━━ Data in this exercise

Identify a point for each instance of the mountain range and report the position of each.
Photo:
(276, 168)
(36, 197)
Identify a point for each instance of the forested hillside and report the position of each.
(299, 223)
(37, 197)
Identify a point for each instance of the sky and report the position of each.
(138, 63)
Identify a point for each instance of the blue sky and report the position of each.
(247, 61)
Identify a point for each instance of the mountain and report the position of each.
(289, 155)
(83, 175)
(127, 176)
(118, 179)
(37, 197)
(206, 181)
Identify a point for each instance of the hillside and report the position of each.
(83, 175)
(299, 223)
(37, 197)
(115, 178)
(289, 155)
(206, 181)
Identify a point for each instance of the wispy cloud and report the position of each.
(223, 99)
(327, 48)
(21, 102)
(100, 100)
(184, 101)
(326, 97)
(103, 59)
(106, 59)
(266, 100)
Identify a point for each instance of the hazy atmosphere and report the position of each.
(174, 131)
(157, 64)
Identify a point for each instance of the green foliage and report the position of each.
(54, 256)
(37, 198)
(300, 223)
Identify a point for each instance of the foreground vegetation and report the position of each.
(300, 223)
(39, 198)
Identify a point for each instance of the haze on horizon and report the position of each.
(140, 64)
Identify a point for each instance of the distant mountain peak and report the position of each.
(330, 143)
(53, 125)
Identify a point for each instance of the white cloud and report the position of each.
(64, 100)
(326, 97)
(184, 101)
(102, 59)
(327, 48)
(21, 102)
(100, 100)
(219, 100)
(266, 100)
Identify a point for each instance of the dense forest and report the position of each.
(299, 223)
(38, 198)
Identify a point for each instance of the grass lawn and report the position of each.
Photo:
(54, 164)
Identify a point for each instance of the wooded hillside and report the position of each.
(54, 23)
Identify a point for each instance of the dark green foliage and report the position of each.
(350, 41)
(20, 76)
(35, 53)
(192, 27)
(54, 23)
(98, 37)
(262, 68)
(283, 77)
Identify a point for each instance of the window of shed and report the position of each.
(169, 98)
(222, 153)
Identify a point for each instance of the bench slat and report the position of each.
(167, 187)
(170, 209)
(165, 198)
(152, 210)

━━━━

● Work instructions
Without leaving anything out, output all of the material exactly.

● Answer to this problem
Identify a point for each instance of the mountain range and report the position of each.
Photo:
(276, 168)
(36, 197)
Identify a point for each instance of the forested hillside and report the position of each.
(299, 223)
(37, 197)
Identify a point for each instance of the sky and report the position of each.
(138, 63)
Identify a point for each instance of the blue sky and report the position of each.
(247, 61)
Identify a point for each instance of the mountain and report the position of each.
(289, 155)
(83, 175)
(127, 176)
(118, 179)
(37, 197)
(206, 181)
Identify a point for each instance of the hillside and report the position of each.
(83, 175)
(299, 223)
(37, 197)
(115, 178)
(289, 155)
(206, 181)
Identify a point for each instance of the wispy cloud and report the position of each.
(223, 99)
(327, 48)
(21, 102)
(100, 100)
(184, 101)
(326, 97)
(103, 59)
(106, 59)
(266, 100)
Identify a point for each instance of the hazy atmosphere and report the position of each.
(174, 131)
(157, 64)
Identify a point for each instance of the green foliage and report the position of each.
(54, 256)
(37, 198)
(300, 223)
Identify a point for each instance of the foreground vegetation and report the position of each.
(300, 223)
(39, 198)
Identify a point for each instance of the haze on horizon and report the position of each.
(140, 64)
Identify a point for each instance of the distant mountain peak and report the position of each.
(330, 143)
(53, 125)
Identify a point for each instance of the white cloud and report the position of each.
(64, 100)
(326, 97)
(184, 101)
(102, 59)
(327, 48)
(21, 102)
(100, 100)
(219, 100)
(266, 100)
Identify a point for each instance of the dense forest and report the position of each.
(299, 223)
(38, 198)
Identify a point for each instance of the grass lawn and report the position of each.
Photo:
(54, 164)
Identify a point for each instance of the wooded hillside and report the position of each.
(54, 23)
Identify a point for each instance of the dark green foliage and report the position of each.
(350, 41)
(20, 76)
(35, 53)
(192, 27)
(54, 23)
(98, 37)
(262, 68)
(283, 77)
Identify a point for each instance of the window of shed and report the position of each.
(169, 98)
(222, 153)
Identify a point for each instance of the bench slat and report the position of each.
(167, 187)
(170, 209)
(165, 198)
(152, 210)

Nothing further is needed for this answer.